═══ Task input ═══

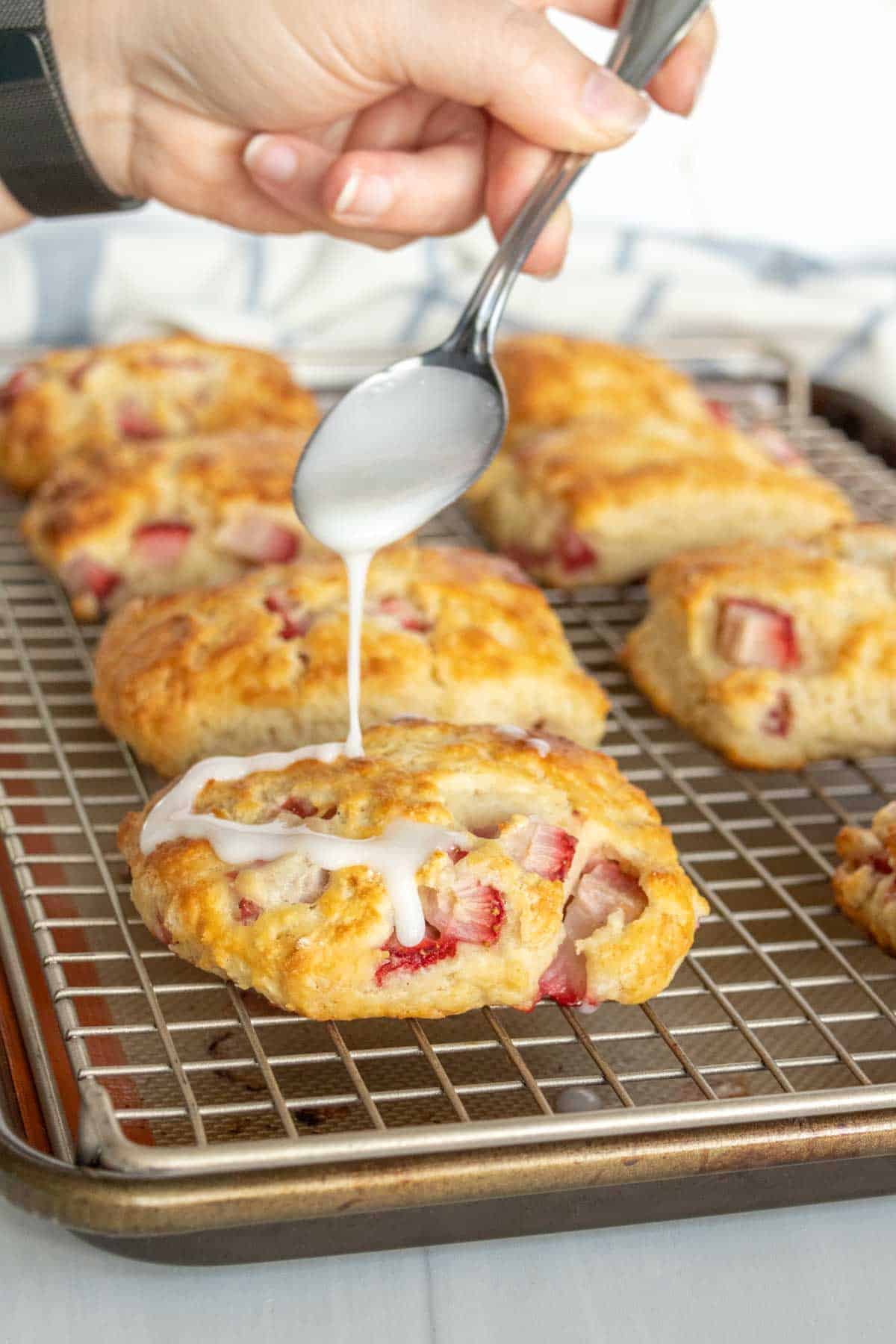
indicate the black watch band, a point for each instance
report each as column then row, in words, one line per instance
column 43, row 163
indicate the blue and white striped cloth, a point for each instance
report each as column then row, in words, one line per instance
column 112, row 279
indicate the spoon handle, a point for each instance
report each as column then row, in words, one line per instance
column 648, row 33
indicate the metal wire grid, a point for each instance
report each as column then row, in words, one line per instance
column 780, row 996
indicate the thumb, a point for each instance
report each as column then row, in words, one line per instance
column 499, row 55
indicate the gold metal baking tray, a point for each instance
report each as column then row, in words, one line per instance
column 176, row 1113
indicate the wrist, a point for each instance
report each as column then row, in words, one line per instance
column 87, row 40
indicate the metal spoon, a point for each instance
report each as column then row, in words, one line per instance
column 410, row 440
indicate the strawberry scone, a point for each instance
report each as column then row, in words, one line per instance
column 449, row 868
column 551, row 379
column 603, row 499
column 865, row 880
column 777, row 655
column 144, row 390
column 156, row 517
column 449, row 635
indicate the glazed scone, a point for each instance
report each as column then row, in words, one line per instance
column 551, row 379
column 449, row 635
column 546, row 875
column 865, row 882
column 156, row 517
column 602, row 500
column 777, row 655
column 144, row 390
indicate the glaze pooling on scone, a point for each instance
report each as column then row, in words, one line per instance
column 777, row 655
column 450, row 635
column 547, row 877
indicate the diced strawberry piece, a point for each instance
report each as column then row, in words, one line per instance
column 249, row 912
column 408, row 960
column 603, row 889
column 85, row 574
column 296, row 618
column 566, row 980
column 300, row 806
column 548, row 853
column 161, row 544
column 780, row 718
column 254, row 537
column 753, row 635
column 719, row 410
column 20, row 382
column 777, row 445
column 408, row 616
column 574, row 553
column 469, row 912
column 134, row 421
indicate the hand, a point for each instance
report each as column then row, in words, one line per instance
column 376, row 120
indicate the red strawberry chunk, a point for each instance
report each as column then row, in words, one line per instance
column 161, row 544
column 753, row 635
column 719, row 410
column 603, row 889
column 778, row 719
column 134, row 420
column 548, row 853
column 247, row 910
column 469, row 912
column 777, row 445
column 20, row 382
column 410, row 960
column 85, row 574
column 405, row 613
column 300, row 806
column 254, row 537
column 296, row 618
column 574, row 553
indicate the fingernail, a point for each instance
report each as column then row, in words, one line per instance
column 609, row 101
column 364, row 196
column 269, row 158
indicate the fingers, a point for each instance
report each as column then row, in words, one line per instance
column 514, row 166
column 511, row 60
column 676, row 85
column 435, row 190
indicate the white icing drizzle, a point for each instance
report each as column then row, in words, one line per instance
column 396, row 853
column 356, row 564
column 511, row 730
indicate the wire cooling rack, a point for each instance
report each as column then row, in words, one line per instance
column 781, row 1009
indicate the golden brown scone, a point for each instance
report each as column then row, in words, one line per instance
column 865, row 882
column 551, row 379
column 777, row 655
column 144, row 390
column 529, row 835
column 449, row 635
column 156, row 517
column 602, row 500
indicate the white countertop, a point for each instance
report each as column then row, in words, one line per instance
column 806, row 1276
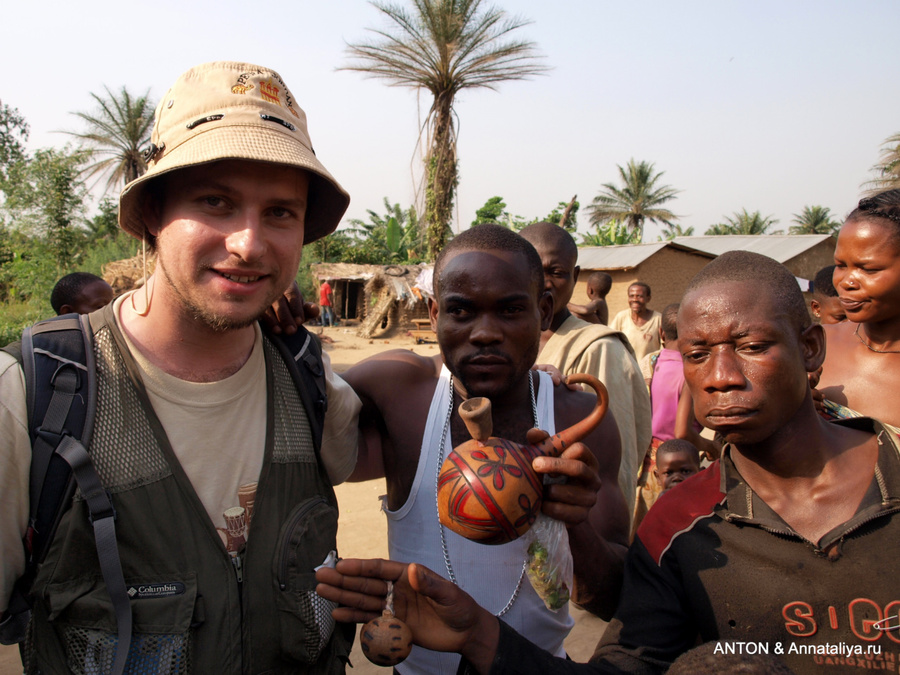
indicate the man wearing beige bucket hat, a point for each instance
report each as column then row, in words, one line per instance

═══

== Instructions for the task ==
Give back the material above exactly, but without its images.

== Response area ==
indicate the black watch band, a point for each instance
report each as column then row, in words, one line per instance
column 43, row 163
indicate the blue and white striped cloth, a point for each instance
report each as column then row, in words, one line per instance
column 112, row 279
indicate the spoon handle, a point for each instance
report each as column then row, in words, one line per instance
column 648, row 33
indicate the metal wire grid, a point for each instance
report each as column then row, in words, one line per instance
column 780, row 996
indicate the thumb, a point for each instance
report each as column then row, in words, one line per instance
column 499, row 55
indicate the gold metal baking tray, a point for each instance
report each as column then row, in words, one line per instance
column 176, row 1113
indicate the wrist, a point for each instance
report each as column then row, in words, one line per instance
column 87, row 40
indicate the metal spoon, a point for each instance
report each as column then row, in words, one line per instance
column 410, row 440
indicate the strawberry scone, a point for each instance
report each as column then row, in words, one line per instance
column 449, row 868
column 551, row 379
column 603, row 499
column 865, row 880
column 777, row 655
column 144, row 390
column 156, row 517
column 449, row 635
indicate the glazed scone, a point for each instance
report each as column then row, in words, one line per instance
column 551, row 379
column 449, row 635
column 546, row 875
column 865, row 882
column 156, row 517
column 602, row 500
column 777, row 655
column 144, row 390
indicate the glaze pooling on scone, a point for each instance
report each as column then row, in words, one line per instance
column 777, row 655
column 450, row 635
column 547, row 877
indicate the diced strawberry piece, a point for each instance
report each as column then row, in words, one line per instance
column 249, row 912
column 408, row 960
column 603, row 889
column 85, row 574
column 296, row 618
column 566, row 980
column 300, row 806
column 548, row 853
column 161, row 544
column 780, row 718
column 254, row 537
column 753, row 635
column 719, row 410
column 20, row 382
column 777, row 445
column 408, row 616
column 574, row 553
column 469, row 912
column 134, row 421
indicate the hand, a point for each instance
report each as column then row, in words, one line per instance
column 376, row 120
indicate the red strawberry chunk, a point for each instance
report each as column then row, in words, one line per instance
column 161, row 544
column 753, row 635
column 719, row 410
column 603, row 889
column 778, row 719
column 134, row 420
column 548, row 853
column 247, row 910
column 469, row 912
column 777, row 445
column 20, row 382
column 410, row 960
column 85, row 574
column 405, row 613
column 300, row 806
column 254, row 537
column 296, row 618
column 574, row 553
indicate the fingernail, a point for each instance
report each as column then row, in words, one line per instance
column 609, row 101
column 364, row 196
column 269, row 158
indicate the fingers, a point for each instance
report each as column then row, in words, one line per instance
column 514, row 166
column 511, row 60
column 676, row 85
column 435, row 190
indicate the white icing drizzle, a point for each instance
report each as column then row, in words, one line per instance
column 396, row 853
column 356, row 564
column 511, row 730
indicate the wire cooling rack, a point for each instance
report each as column then row, in words, one line per instance
column 781, row 1009
indicate the golden brown scone, a point for each instance
report each as column then row, in words, one line per instance
column 865, row 882
column 551, row 379
column 777, row 655
column 144, row 390
column 529, row 835
column 449, row 635
column 156, row 517
column 602, row 500
indicate the white countertop, a point for each instance
report each as column then row, in words, one line per instance
column 806, row 1276
indicate the man wearing beige bucket hat, a point for each instance
report each as column then row, in words, one line per instance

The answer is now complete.